SUPPLIED MATERIAL
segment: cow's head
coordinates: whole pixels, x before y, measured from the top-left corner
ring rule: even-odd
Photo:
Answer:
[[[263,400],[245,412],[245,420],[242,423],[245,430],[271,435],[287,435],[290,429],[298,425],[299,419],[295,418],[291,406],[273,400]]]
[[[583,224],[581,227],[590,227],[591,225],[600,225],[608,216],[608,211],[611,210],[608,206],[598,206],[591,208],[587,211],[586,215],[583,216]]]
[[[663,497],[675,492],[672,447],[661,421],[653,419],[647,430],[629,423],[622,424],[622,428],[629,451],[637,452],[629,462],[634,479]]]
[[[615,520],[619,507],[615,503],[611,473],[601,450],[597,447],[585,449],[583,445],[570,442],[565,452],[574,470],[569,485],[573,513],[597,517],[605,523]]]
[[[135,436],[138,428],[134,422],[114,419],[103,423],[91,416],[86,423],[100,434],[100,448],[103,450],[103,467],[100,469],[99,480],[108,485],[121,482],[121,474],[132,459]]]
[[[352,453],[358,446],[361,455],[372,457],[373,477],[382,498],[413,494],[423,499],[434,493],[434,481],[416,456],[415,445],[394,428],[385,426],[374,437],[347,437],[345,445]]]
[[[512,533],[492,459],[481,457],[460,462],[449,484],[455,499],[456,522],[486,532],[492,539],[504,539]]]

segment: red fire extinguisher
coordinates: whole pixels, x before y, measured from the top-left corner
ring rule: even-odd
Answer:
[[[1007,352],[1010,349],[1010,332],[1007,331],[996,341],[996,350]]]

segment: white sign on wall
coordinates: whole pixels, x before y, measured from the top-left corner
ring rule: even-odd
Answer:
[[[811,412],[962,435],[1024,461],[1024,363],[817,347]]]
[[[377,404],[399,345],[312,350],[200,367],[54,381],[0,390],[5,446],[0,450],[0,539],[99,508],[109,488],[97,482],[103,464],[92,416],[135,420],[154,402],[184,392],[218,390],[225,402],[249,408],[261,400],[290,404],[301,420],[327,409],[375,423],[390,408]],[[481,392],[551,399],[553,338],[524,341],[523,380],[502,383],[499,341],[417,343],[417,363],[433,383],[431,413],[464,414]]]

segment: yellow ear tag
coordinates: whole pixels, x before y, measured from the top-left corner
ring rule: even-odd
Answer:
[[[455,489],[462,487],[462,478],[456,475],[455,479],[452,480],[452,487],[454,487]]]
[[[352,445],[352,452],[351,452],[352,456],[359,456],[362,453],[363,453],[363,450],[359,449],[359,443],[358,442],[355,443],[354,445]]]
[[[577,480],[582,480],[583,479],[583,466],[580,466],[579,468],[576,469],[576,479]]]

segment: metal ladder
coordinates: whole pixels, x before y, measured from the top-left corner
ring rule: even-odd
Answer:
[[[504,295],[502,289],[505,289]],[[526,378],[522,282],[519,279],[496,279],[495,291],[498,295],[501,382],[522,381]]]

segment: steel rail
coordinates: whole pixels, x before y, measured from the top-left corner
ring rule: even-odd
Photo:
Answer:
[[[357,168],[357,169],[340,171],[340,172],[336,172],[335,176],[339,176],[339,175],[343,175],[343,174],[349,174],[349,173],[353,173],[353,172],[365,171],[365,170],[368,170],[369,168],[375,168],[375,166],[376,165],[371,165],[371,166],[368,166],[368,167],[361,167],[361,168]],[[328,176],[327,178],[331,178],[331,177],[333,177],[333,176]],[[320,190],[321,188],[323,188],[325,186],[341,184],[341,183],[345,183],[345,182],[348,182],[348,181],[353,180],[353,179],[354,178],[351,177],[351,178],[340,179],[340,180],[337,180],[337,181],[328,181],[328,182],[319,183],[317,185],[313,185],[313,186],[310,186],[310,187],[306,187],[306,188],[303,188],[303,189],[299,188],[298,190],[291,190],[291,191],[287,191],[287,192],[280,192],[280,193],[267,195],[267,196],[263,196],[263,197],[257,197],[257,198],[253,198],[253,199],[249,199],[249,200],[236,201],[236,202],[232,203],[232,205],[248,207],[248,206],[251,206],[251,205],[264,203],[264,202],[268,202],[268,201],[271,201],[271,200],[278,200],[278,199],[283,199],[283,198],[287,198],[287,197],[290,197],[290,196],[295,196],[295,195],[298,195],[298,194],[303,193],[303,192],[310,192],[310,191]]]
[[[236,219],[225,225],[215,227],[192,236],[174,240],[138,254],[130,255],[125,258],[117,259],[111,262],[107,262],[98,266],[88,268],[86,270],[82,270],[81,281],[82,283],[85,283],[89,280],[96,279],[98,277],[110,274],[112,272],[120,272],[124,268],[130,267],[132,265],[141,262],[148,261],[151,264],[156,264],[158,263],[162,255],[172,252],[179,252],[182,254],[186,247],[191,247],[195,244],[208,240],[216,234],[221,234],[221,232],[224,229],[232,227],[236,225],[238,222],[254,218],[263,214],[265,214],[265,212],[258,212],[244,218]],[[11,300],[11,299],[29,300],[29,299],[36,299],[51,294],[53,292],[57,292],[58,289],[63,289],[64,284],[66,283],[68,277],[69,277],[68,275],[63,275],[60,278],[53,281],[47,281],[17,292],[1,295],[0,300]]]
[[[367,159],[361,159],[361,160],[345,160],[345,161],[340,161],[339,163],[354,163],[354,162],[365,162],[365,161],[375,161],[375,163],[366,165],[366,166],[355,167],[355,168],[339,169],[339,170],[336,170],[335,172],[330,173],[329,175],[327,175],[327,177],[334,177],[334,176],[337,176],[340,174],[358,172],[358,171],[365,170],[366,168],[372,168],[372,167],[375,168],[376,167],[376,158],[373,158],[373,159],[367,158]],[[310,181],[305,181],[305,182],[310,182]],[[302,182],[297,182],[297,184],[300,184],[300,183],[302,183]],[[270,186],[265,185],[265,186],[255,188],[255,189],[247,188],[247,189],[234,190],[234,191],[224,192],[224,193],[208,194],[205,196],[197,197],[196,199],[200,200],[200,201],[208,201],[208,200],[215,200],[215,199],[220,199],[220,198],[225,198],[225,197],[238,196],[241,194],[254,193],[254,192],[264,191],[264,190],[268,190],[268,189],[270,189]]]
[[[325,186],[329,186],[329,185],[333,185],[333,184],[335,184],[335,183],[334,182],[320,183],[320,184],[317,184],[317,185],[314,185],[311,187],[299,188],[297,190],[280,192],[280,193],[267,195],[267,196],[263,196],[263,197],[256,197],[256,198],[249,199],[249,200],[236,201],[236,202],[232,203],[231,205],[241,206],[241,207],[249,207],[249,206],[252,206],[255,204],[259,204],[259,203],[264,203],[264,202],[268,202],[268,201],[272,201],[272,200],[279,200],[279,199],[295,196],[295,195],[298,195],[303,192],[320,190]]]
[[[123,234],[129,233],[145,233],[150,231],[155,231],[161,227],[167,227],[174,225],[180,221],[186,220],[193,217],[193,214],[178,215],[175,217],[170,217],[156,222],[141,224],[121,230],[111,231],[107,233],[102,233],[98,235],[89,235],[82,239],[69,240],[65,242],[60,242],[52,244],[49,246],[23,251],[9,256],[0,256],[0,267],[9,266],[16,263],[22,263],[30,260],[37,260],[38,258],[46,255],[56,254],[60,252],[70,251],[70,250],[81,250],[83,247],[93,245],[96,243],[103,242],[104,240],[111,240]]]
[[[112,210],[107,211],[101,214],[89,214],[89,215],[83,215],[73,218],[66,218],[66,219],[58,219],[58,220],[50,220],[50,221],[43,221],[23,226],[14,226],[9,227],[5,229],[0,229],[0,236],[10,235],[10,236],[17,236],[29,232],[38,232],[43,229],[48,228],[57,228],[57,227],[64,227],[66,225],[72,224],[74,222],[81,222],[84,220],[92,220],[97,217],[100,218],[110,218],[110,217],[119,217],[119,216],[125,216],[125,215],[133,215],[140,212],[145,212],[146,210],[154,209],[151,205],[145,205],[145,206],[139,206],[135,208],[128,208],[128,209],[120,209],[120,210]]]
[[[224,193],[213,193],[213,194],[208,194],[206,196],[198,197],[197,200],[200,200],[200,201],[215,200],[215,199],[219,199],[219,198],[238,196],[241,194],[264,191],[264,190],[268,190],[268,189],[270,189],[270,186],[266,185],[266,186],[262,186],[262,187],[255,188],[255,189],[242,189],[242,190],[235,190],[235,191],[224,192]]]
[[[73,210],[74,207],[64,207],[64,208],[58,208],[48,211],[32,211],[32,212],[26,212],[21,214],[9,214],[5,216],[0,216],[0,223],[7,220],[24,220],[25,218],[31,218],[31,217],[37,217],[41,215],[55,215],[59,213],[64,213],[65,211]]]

WHAT YOU NEED TO DO
Check each line of the listing above for the string "segment", then please give the number of lines where it appears and nothing else.

RESPONSE TO THE EXERCISE
6